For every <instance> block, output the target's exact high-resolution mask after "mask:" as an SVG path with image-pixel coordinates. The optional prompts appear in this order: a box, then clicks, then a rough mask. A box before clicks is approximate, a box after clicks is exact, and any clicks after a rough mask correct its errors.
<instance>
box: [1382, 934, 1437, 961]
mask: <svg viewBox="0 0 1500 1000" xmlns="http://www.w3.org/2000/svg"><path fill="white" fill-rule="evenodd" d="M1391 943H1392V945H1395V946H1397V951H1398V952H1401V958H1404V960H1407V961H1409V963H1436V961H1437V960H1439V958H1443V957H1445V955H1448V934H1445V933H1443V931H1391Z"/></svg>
* * *
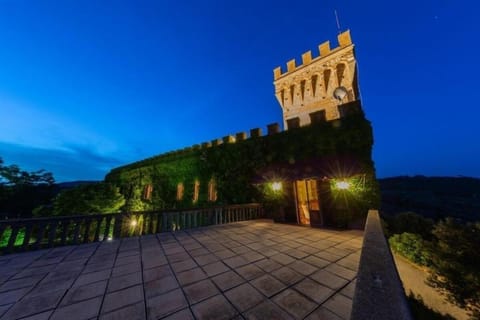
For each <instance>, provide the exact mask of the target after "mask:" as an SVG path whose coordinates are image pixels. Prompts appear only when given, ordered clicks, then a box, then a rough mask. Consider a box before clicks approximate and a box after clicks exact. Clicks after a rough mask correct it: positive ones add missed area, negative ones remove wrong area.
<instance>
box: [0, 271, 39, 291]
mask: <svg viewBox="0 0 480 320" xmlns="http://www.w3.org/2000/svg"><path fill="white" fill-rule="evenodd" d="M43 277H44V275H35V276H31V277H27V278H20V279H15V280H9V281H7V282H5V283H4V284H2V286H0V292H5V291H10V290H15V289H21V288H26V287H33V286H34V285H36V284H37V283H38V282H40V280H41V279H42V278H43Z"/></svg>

WHAT IS NEEDED: Among the records above, find the lines where the word "image" appears and copy them.

EXERCISE RESULT:
For every <instance> block, output the target's exact high-resolution mask after "mask:" as an SVG path with image-pixel coordinates. The optional prompts appear in this order: a box, then clicks, then a rough mask. A box before clicks is approximate, a box after clicks is exact, and any clicks after a rough mask correct its errors.
For each <instance>, provide the exact mask of the target after "mask:" as an SVG path whose coordinates are image pixels. Prompts appear only when given, ordered clicks, then a box, then a rough mask. Consider a box before clicks approximate and a box after clicks exact. Clicks after a rough mask correct it: positive ones add missed area, negative ones remove wrong area.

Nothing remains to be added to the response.